◆ **What you need to do**:
Write the next part of the write-up on the statistical analysis of song features, picking up after its last sentence.

◆ **Given passage**:
○ ○ ○ ○ ○ ○ ○
The dimensionality is reduced 70% after I applied PCA and decide to retain 3 principal components using Kaiser Criterion. These 3 components capture 57.36% of the variance. The PCA component loadings highlight which features are most important in each principal component, allowing for more informed decisions about feature selection or further analysis.

📈 Statistical Results & Model Performance

Statistical Discovery Findings

Distribution Analysis: All 10 musical features exhibited non-normal distributions (p < 0.001), requiring non-parametric statistical approaches

Correlation Insights: Strong positive correlation between energy and loudness (r = 0.76, p < 0.001), validating the hypothesis that louder songs are perceived as more energetic

Hypothesis Testing Results:

Explicit songs significantly more popular than non-explicit (Mann-Whitney U: p < 0.001)
Major vs. minor key popularity difference not statistically significant (p > 0.05)
Song duration weakly negatively correlated with popularity (r = -0.12, p < 0.001)

Statistical Model Performance

Single Feature Regression: Instrumentalness as best predictor (R² = 0.021, F-statistic: p < 0.001)

Multiple Regression Model: All features combined (R² = 0.048, F-statistic: p < 0.001)

PCA Statistical Validation: Kaiser criterion retained 3 components explaining 57.36% of variance

Logistic Regression: Classical music classification (AUC = 0.94, 77% accuracy, p < 0.001)

Before handling imbalance:

After handling imbalance:

After adjusting for class imbalance, the model’s recall for classical songs dramatically improved to 0.95, meaning it correctly identified 95% of the classical songs. However, this improvement in recall came with a trade-off: the precision for classical songs dropped to 0.07, reflecting an increase in false positives.

🔍 Key Statistical Discoveries

Fundamental Statistical Insights

Distribution Characteristics: All musical features violated normality assumptions (Shapiro-Wilk: p < 0.001), necessitating robust non-parametric statistical methods

Effect Size Analysis: While explicit content showed statistical significance, the effect size was small (Cohen's d = 0.15), indicating practical significance limitations

Correlation Structure: Energy-loudness correlation (r = 0.76) represents the strongest linear relationship in the dataset, explaining 58% of shared variance

Temporal Patterns: Song duration showed weak but statistically significant negative correlation with popularity (r = -0.12, 95% CI: [-0.14, -0.10])
○ ○ ○ ○ ○ ○ ○
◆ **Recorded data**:
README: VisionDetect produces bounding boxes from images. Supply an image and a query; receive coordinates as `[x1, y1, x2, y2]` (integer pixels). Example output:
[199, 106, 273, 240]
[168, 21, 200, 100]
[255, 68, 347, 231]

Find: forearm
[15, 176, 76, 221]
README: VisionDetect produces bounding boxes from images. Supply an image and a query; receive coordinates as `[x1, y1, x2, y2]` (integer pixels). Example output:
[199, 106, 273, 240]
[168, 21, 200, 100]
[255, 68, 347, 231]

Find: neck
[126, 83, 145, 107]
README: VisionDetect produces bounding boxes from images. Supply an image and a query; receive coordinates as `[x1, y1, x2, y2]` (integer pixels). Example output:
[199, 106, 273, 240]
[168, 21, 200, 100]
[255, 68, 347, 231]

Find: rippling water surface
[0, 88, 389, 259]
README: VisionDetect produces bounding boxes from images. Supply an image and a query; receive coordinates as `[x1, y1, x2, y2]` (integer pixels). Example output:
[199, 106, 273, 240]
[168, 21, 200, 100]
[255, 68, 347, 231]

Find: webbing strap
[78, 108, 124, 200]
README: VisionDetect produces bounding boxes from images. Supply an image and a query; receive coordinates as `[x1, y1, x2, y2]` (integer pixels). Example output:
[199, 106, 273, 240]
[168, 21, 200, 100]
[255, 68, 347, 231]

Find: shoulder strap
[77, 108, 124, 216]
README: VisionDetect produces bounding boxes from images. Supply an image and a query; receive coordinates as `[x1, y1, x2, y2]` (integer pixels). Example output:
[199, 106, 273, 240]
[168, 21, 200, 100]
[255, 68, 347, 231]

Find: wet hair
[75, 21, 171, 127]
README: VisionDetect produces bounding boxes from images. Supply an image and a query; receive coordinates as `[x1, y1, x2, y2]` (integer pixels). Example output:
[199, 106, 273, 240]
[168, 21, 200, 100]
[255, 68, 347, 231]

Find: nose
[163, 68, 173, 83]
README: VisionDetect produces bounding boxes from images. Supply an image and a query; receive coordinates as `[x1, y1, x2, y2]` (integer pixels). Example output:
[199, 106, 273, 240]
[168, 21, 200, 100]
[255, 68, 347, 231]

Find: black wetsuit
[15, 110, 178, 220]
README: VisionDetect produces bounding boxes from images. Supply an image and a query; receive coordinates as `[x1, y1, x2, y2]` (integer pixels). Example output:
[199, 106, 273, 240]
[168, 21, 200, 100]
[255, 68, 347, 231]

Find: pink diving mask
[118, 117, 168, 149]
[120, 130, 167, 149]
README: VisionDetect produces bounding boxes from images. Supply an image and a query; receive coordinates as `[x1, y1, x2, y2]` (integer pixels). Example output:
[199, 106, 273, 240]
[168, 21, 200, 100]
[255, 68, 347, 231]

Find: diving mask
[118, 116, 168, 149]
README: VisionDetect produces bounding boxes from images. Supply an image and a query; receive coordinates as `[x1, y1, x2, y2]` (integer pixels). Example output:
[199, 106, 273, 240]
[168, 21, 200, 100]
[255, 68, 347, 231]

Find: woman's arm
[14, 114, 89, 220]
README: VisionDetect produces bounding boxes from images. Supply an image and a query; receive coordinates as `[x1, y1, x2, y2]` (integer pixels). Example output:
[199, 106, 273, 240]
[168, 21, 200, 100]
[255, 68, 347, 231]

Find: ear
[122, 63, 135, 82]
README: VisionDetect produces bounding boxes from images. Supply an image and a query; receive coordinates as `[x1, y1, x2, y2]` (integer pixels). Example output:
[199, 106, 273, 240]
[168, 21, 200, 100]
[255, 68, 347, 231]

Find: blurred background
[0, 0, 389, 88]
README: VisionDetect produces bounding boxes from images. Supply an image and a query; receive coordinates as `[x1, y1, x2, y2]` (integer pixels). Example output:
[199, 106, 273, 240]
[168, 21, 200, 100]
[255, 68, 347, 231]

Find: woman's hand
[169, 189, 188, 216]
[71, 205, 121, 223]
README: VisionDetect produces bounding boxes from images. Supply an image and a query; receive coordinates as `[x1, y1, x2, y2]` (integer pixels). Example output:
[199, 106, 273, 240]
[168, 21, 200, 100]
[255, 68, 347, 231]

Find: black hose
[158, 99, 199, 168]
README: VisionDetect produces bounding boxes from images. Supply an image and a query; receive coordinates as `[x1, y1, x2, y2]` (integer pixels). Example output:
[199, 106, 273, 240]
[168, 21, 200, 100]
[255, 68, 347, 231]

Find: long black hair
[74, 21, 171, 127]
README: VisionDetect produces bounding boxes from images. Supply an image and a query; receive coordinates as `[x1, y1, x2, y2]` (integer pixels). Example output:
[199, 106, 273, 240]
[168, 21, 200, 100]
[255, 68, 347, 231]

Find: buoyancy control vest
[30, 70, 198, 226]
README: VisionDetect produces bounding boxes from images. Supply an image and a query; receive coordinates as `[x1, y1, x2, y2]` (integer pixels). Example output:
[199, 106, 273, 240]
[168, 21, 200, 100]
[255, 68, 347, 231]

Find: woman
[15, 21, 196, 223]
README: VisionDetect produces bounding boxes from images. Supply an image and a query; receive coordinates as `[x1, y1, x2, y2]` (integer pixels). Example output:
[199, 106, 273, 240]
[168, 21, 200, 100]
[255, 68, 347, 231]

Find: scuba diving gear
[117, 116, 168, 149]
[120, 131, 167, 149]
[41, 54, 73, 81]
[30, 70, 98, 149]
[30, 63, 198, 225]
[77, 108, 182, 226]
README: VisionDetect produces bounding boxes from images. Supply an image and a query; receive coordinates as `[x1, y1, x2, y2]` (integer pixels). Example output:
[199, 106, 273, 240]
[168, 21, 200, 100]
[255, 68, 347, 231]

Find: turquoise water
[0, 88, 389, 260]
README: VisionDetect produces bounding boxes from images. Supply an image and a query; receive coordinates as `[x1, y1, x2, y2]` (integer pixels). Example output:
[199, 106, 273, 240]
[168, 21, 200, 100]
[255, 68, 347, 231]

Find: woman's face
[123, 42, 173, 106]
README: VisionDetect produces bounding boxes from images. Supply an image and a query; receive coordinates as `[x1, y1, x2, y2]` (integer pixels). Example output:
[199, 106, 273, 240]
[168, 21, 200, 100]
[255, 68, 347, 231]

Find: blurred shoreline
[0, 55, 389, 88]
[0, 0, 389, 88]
○ ○ ○ ○ ○ ○ ○
◆ **Written reply**:
Statistical Modeling Insights

Model Diagnostics: Multiple regression residuals showed heteroscedasticity, requiring careful interpretation of standard errors

Multicollinearity Assessment: VIF values indicated acceptable levels of multicollinearity (all VIF < 5) for reliable coefficient interpretation

PCA Statistical Validation: Kaiser criterion (eigenvalue > 1) and scree plot analysis both supported 3-component solution

Classification Performance: Logistic regression achieved statistically significant improvement over chance (χ² = 2847.3, p < 0.001)

🚀 Statistical Foundation → Machine Learning Evolution

The Statistical Foundation

This project established the statistical groundwork for understanding music data. Through rigorous statistical analysis, I discovered that traditional statistical methods reveal fundamental patterns that inform more sophisticated approaches.

Next Step: Advanced Machine Learning

The statistical insights from this project directly informed my next project: MelodyMind: Teaching AI to Feel Music - where I applied advanced machine learning techniques to build more sophisticated music classification systems.

Statistical → ML Progression

This Project: Statistical discovery and hypothesis testing

Next Project: Neural networks, ensemble methods, and advanced ML algorithms

Combined Impact: Statistical rigor + ML sophistication = comprehensive music understanding

📊 Statistical Conclusion

This project demonstrated that statistical analysis provides the essential foundation for understanding music data. The key insight: while machine learning can achieve higher accuracy, statistical methods reveal the underlying data structure and relationships that make advanced ML approaches more interpretable and reliable.

The Statistical Truth: Music data is inherently complex and non-normal, requiring careful statistical treatment before any machine learning approach can be truly effective.